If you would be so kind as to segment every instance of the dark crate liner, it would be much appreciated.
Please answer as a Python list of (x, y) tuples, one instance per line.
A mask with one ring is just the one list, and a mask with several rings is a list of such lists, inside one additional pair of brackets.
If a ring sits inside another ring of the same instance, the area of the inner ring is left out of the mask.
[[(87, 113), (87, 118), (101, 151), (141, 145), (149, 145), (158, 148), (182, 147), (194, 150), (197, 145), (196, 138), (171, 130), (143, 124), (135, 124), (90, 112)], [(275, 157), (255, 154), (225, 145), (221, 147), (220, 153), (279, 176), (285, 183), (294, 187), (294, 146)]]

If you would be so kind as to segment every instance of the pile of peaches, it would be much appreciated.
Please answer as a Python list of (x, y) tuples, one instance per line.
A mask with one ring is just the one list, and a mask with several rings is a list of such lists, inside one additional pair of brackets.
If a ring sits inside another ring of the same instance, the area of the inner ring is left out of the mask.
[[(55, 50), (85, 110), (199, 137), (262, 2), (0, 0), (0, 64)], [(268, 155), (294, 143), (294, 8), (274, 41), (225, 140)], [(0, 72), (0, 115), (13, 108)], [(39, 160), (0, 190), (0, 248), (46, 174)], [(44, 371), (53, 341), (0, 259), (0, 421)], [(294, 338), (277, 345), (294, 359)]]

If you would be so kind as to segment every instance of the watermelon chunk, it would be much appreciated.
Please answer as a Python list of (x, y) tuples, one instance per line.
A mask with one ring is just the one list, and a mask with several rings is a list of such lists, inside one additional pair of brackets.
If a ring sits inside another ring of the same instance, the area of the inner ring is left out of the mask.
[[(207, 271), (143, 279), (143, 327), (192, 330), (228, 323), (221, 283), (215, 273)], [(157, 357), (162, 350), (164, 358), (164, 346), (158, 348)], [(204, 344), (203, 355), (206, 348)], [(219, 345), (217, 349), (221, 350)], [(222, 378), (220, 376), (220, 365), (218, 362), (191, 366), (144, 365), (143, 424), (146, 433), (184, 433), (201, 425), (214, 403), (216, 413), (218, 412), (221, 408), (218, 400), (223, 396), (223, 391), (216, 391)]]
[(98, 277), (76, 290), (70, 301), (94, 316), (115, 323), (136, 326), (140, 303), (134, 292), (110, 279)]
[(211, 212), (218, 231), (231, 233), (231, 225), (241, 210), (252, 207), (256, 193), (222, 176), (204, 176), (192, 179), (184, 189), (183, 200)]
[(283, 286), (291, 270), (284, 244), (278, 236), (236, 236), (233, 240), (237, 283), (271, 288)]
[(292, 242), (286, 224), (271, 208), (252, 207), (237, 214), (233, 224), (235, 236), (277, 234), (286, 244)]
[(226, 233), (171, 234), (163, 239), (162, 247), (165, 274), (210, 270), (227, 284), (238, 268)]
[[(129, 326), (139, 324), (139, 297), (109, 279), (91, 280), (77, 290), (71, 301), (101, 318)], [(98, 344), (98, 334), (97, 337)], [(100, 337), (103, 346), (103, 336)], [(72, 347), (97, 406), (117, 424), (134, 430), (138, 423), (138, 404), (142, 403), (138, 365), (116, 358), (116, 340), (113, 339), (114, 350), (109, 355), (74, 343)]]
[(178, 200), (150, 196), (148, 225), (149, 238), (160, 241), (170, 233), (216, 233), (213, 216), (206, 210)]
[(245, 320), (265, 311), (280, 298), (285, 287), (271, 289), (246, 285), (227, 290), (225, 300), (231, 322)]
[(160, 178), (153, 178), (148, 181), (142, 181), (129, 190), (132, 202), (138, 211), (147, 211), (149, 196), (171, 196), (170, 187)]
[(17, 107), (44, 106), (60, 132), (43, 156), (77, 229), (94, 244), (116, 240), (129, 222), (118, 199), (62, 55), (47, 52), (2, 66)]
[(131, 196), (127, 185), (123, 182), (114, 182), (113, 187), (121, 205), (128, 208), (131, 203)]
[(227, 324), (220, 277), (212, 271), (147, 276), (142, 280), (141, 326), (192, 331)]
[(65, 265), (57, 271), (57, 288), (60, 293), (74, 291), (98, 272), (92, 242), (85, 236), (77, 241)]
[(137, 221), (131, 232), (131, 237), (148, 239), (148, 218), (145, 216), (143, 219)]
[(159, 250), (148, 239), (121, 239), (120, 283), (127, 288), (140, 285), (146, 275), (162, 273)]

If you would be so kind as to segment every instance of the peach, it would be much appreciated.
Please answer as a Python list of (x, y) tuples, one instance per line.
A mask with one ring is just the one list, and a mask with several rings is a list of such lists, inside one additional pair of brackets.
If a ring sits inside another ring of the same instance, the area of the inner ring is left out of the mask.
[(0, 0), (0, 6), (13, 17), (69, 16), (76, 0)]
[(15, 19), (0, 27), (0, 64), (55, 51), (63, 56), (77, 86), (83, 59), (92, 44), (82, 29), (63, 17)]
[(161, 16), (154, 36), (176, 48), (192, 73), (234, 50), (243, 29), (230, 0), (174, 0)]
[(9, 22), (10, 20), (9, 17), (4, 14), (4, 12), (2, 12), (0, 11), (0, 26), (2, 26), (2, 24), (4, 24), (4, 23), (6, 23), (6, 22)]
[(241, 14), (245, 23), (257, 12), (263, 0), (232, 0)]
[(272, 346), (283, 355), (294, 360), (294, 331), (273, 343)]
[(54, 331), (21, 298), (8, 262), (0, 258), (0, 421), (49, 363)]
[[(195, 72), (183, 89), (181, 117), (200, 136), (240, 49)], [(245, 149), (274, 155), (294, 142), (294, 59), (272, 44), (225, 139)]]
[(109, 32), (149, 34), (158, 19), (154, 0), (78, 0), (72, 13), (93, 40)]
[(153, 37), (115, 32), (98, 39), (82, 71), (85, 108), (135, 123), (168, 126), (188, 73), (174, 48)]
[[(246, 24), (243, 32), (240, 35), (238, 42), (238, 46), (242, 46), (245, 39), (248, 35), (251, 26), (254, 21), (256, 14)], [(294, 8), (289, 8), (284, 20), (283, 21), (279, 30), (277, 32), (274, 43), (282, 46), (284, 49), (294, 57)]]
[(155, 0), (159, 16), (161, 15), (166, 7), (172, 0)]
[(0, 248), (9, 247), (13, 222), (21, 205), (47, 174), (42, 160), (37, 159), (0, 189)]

:::::

▶ EXERCISE TASK:
Copy every line of the records above verbatim, preserving each character, space, and line break.

▶ WRITTEN ANSWER:
If you would be so kind as to segment every instance of the dark crate liner, it would be much appreciated.
Please answer as a Python list of (x, y) tuples, one instance per line.
A mask with one ring is just the one list, and a mask with several rings is a list of such lists, inside one additional pair of brackets.
If a ring sits inside another ring of the same instance, the area of the inner ring is left out of the mask.
[[(87, 113), (87, 118), (101, 151), (141, 145), (149, 145), (158, 148), (182, 147), (194, 150), (197, 145), (196, 138), (171, 130), (143, 124), (135, 124), (90, 112)], [(275, 157), (255, 154), (225, 145), (221, 147), (220, 153), (279, 176), (285, 183), (294, 187), (294, 146)]]

If you would be so kind as to segment every instance of the pile of peaches, it would be much appreciated.
Please answer as a Python list of (x, y) tuples, one instance per line.
A mask with one ring is just the one list, and a mask with several rings is a list of such lists, inside one additional pair of brackets.
If a ring sits inside another ring of the same instance, the area of the inner ring is left out of the mask.
[[(55, 50), (85, 110), (199, 137), (262, 2), (0, 0), (0, 64)], [(268, 155), (294, 143), (294, 8), (274, 41), (225, 140)], [(0, 72), (0, 115), (13, 108)], [(39, 160), (0, 190), (0, 248), (46, 174)], [(44, 371), (53, 341), (0, 259), (0, 421)], [(294, 338), (277, 345), (294, 359)]]

If you would be so kind as to segment every instance of the watermelon chunk, it would be much appreciated.
Please answer as a Python list of (x, y) tuples, one instance per line.
A mask with one ring is just the one list, and a mask with several rings is a list of such lists, inside one additional pair of brackets.
If a ring sits inside another ring of the same instance, the area of the inner ring is left out of the mask.
[[(207, 271), (143, 279), (143, 327), (192, 330), (228, 323), (221, 283), (215, 273)], [(157, 357), (162, 350), (164, 358), (164, 346), (158, 348)], [(204, 344), (203, 355), (206, 348)], [(219, 345), (217, 349), (221, 350)], [(222, 378), (220, 376), (220, 365), (218, 362), (191, 366), (144, 365), (143, 424), (146, 433), (184, 433), (201, 425), (214, 403), (216, 413), (218, 412), (221, 408), (218, 400), (223, 396), (223, 391), (216, 391)]]
[(98, 277), (76, 290), (70, 301), (94, 316), (115, 323), (136, 326), (140, 303), (134, 292), (110, 279)]
[(211, 212), (218, 231), (231, 233), (231, 225), (241, 210), (252, 207), (256, 193), (222, 176), (204, 176), (192, 179), (184, 189), (183, 200)]
[(283, 286), (291, 270), (284, 244), (278, 236), (236, 236), (233, 240), (237, 283), (271, 288)]
[(292, 242), (286, 224), (271, 208), (252, 207), (237, 214), (233, 224), (235, 236), (277, 234), (286, 244)]
[(226, 233), (171, 234), (163, 239), (162, 247), (165, 274), (210, 270), (227, 284), (238, 268)]
[[(129, 326), (139, 324), (139, 297), (109, 279), (91, 280), (77, 290), (71, 301), (101, 318)], [(98, 344), (98, 334), (97, 337)], [(100, 337), (103, 346), (103, 336)], [(72, 347), (97, 406), (117, 424), (134, 430), (138, 423), (138, 404), (142, 403), (138, 365), (116, 358), (116, 340), (113, 339), (114, 350), (109, 355), (74, 343)]]
[(178, 200), (150, 196), (148, 225), (149, 238), (160, 241), (170, 233), (216, 233), (213, 216), (206, 210)]
[(245, 320), (265, 311), (280, 298), (285, 287), (271, 289), (246, 285), (227, 290), (225, 300), (231, 322)]
[(160, 178), (153, 178), (148, 181), (142, 181), (129, 190), (132, 202), (138, 211), (147, 211), (149, 196), (171, 196), (170, 187)]
[(17, 107), (44, 106), (60, 132), (43, 156), (77, 229), (94, 244), (116, 240), (129, 222), (118, 199), (62, 55), (47, 52), (2, 66)]
[(131, 196), (127, 185), (123, 182), (114, 182), (113, 187), (121, 205), (128, 208), (131, 203)]
[(227, 324), (220, 277), (212, 271), (147, 276), (142, 280), (141, 326), (192, 331)]
[(65, 265), (57, 271), (57, 288), (60, 293), (74, 291), (98, 272), (92, 242), (85, 236), (77, 241)]
[(137, 221), (131, 232), (131, 237), (148, 239), (148, 218), (145, 216), (143, 219)]
[(159, 250), (148, 239), (121, 239), (120, 283), (127, 288), (140, 285), (146, 275), (162, 273)]

If you would be so kind as to segment every instance of the peach, it would be much appreciated.
Please answer as a Python list of (x, y) tuples, one instance per line.
A mask with one ring is just the one list, and a mask with several rings is a list of such lists, inside one additional pair of brackets.
If a ring sits inside another ring of the same instance, the area of the inner ring is left out of the mask.
[(0, 0), (0, 6), (13, 17), (69, 16), (76, 0)]
[(15, 19), (0, 27), (0, 64), (55, 51), (63, 56), (77, 86), (83, 59), (92, 44), (82, 29), (63, 17)]
[(161, 16), (154, 36), (176, 48), (192, 73), (234, 50), (243, 29), (230, 0), (174, 0)]
[(9, 22), (10, 20), (9, 17), (4, 14), (4, 12), (2, 12), (0, 11), (0, 26), (2, 26), (2, 24), (4, 24), (4, 23), (6, 23), (6, 22)]
[(241, 14), (245, 23), (257, 12), (263, 0), (232, 0)]
[(272, 346), (283, 355), (294, 360), (294, 331), (273, 343)]
[(54, 331), (21, 298), (8, 262), (0, 258), (0, 421), (49, 363)]
[[(195, 72), (183, 89), (181, 117), (200, 136), (240, 49)], [(245, 149), (274, 155), (294, 142), (294, 59), (272, 44), (225, 139)]]
[(109, 32), (149, 34), (158, 19), (154, 0), (78, 0), (72, 13), (93, 40)]
[(153, 37), (115, 32), (98, 39), (82, 71), (85, 108), (135, 123), (168, 126), (188, 73), (174, 48)]
[[(246, 24), (243, 32), (240, 35), (238, 42), (238, 46), (242, 46), (245, 39), (248, 35), (251, 26), (254, 21), (256, 14)], [(294, 8), (289, 8), (284, 20), (283, 21), (279, 30), (277, 32), (274, 43), (282, 46), (284, 49), (294, 57)]]
[(155, 0), (159, 16), (161, 15), (166, 7), (172, 0)]
[(0, 248), (9, 247), (13, 222), (21, 205), (47, 174), (42, 160), (37, 159), (0, 189)]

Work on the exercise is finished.